Selected extract =
I’m all for ‘serenity, clarity, order’ and the rest of it, but surely something is lost in banishing Dionysus altogether.
Maybe a more apposite target of blame for the present political/economic/cultural malaise would be a pernicious, travestied form of the Dionysian urge, a culture-wide hegemonic assimilation and recuperation of all manner of radicalism and messiness into the staid and unwavering current of orthodoxy, to the point where all potential for subversion is lobotomized and we are left with a kind of bizarre hybrid of conservatism and excess. Order masquerading as freedom, retrograde corporatism as ironic kinky kookiness; an insidious Apollo in Dionysian garb, if you like.
OK, Obama isn’t a rock’n’roll leader in the Blairite manner, and his inauguration speech was notable for a very un-sexy emphasis on restraint and sacrifice, but does this really equate to a zeitgeist-minded avowal of hierarchy? Surely Obama embodies passion and populism as much as intellectualism and urbanity – isn’t that his great overriding strength as a unifier?
It strikes me that the reductive Dionysus/Apollo dichotomy applied to Obama and Vampire Weekend (and the apparent endorsement of ‘elitism’, however liberal) belongs to a Bushian, us-and-them climate, when what we are now (hopefully) being promised is a return to a Clintonian ‘there is no them, there is only us’ world.

Record extracts =
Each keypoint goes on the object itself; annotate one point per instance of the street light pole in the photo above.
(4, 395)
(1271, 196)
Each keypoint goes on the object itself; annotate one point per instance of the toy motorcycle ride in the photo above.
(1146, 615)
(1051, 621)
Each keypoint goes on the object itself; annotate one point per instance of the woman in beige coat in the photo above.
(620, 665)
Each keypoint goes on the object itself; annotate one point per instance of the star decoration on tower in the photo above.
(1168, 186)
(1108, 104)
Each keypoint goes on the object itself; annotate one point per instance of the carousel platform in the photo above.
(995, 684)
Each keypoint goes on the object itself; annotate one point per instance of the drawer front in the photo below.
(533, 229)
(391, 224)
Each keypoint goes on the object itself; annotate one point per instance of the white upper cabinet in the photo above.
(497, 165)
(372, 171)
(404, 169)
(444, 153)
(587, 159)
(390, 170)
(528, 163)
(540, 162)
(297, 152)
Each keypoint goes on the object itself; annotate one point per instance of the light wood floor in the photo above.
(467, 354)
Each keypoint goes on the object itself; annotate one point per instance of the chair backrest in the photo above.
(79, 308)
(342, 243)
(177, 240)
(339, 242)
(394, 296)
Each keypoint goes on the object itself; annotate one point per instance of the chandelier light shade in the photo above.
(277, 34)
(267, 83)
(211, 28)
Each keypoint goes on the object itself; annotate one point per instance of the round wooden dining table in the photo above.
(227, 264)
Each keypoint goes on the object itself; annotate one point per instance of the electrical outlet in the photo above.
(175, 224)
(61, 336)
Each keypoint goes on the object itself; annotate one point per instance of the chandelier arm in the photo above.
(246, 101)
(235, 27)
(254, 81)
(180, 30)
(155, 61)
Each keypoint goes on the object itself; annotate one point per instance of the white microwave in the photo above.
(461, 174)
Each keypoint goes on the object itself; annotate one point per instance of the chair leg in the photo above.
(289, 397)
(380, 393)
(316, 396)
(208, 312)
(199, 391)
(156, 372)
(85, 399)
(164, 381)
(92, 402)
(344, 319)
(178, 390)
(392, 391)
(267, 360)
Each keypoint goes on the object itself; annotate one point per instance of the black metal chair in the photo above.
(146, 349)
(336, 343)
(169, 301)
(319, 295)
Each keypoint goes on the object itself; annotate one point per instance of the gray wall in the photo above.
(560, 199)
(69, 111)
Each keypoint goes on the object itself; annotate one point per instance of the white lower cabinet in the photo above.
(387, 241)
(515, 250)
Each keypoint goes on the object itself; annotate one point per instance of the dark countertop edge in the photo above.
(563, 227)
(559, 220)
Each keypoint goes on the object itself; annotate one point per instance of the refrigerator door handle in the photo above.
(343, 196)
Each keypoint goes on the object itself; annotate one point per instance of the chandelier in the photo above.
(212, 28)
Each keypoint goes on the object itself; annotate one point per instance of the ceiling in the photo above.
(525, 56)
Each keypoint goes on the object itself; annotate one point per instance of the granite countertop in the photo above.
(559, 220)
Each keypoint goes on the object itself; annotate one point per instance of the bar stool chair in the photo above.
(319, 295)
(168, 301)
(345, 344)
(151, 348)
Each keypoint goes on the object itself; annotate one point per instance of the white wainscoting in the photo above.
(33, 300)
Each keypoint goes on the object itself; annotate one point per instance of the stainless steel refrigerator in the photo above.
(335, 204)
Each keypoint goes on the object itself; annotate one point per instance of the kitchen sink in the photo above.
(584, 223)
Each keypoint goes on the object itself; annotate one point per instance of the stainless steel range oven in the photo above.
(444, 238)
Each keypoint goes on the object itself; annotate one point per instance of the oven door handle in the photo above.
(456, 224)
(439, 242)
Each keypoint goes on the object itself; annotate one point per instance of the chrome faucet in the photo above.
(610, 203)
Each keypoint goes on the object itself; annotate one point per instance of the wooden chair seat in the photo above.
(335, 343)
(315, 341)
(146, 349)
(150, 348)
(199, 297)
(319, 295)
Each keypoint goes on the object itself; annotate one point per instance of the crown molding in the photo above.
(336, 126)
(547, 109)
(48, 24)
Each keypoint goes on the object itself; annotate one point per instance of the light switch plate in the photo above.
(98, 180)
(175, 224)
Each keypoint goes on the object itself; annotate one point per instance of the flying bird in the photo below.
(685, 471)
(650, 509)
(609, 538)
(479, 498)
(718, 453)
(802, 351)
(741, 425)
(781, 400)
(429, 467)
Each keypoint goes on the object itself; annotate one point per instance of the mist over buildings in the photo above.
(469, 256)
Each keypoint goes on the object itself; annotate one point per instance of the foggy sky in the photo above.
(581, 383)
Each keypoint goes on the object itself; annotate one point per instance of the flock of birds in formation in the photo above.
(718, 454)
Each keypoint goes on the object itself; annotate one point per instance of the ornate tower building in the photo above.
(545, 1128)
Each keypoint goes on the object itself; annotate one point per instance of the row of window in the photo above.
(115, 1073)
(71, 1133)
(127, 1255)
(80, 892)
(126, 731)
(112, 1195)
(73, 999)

Your task = Please carry on the commentary about Obama, Vampire Weekend and the Dionysus/Apollo dichotomy, starting after its last sentence.

Answer =
For me, Vampire Weekend is such a great record because of its smoothness and its jaggedness, because of its incorporation and admission of chaos within the carefully-sculpted boundaries of its form, and its suggestion of a riotous dismantling of barriers – stylistic, geographical, formal, temporal. If it really were the clinical, precise, pre-meditated survey of pop history Reynolds argues for, it would be a lot less trenchant, and certainly a lot less fun (check the wonderfully wayward drumming on ‘A-Punk’ for an ebullient example of the countervailing tendency towards disorder).
Vampire Weekend are, like Barack Obama (and Animal Collective for that matter – another instance of ‘sculpted messiness’) the whole Hellenistic, disparate-yet-unified package: a timely re-appearance of a wise and mature Apollo combined with an equally important reaffirmation of the real Dionysus, who is free and democratic (and un-elitist) in the truest, subtlest, most heartfelt American sense.